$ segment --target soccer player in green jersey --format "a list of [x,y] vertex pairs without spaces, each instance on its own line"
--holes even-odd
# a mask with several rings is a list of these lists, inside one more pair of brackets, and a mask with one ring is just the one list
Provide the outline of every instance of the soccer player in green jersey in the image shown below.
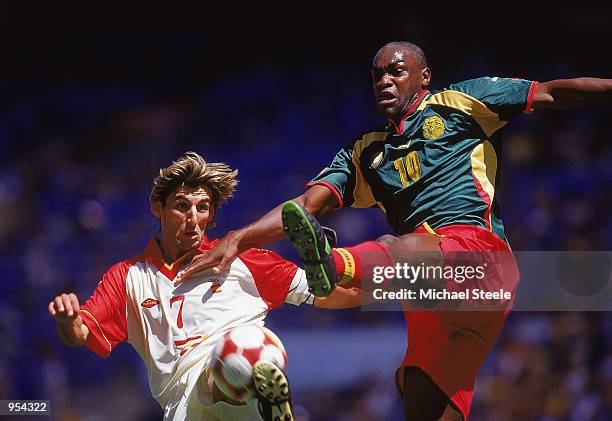
[[[284,210],[279,205],[229,232],[194,259],[179,282],[204,268],[223,270],[240,251],[283,238],[283,229],[319,296],[336,283],[371,281],[373,267],[411,262],[415,252],[442,261],[462,251],[509,254],[496,191],[501,129],[521,113],[612,97],[612,80],[596,78],[538,83],[484,77],[430,92],[425,54],[407,42],[383,46],[371,70],[376,104],[388,123],[342,148]],[[346,206],[378,206],[397,237],[332,249],[312,215]],[[507,266],[516,273],[514,262]],[[517,280],[511,277],[510,283]],[[405,312],[408,348],[396,380],[406,419],[467,419],[476,373],[508,311]]]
★ ★ ★ ★ ★
ACTION ITEM
An answer containing only the lines from the one holding "Provide the outline" through the close of the entries above, reproduced exactly and stripped of pictures, is expected.

ANSWER TO THE PROBLEM
Provide the outline of every instance of the soccer player in green jersey in the image shown below.
[[[284,210],[279,205],[229,232],[194,259],[179,282],[204,268],[223,270],[240,251],[283,238],[283,229],[319,296],[336,283],[371,281],[373,267],[411,262],[415,252],[442,261],[462,251],[509,254],[496,191],[501,129],[521,113],[612,97],[612,80],[596,78],[538,83],[484,77],[430,92],[425,54],[407,42],[383,46],[371,70],[376,104],[388,123],[342,148]],[[346,206],[378,206],[397,237],[332,249],[312,215]],[[507,266],[516,273],[514,262]],[[517,280],[511,277],[510,283]],[[405,312],[408,348],[396,380],[406,419],[467,419],[476,373],[508,311]]]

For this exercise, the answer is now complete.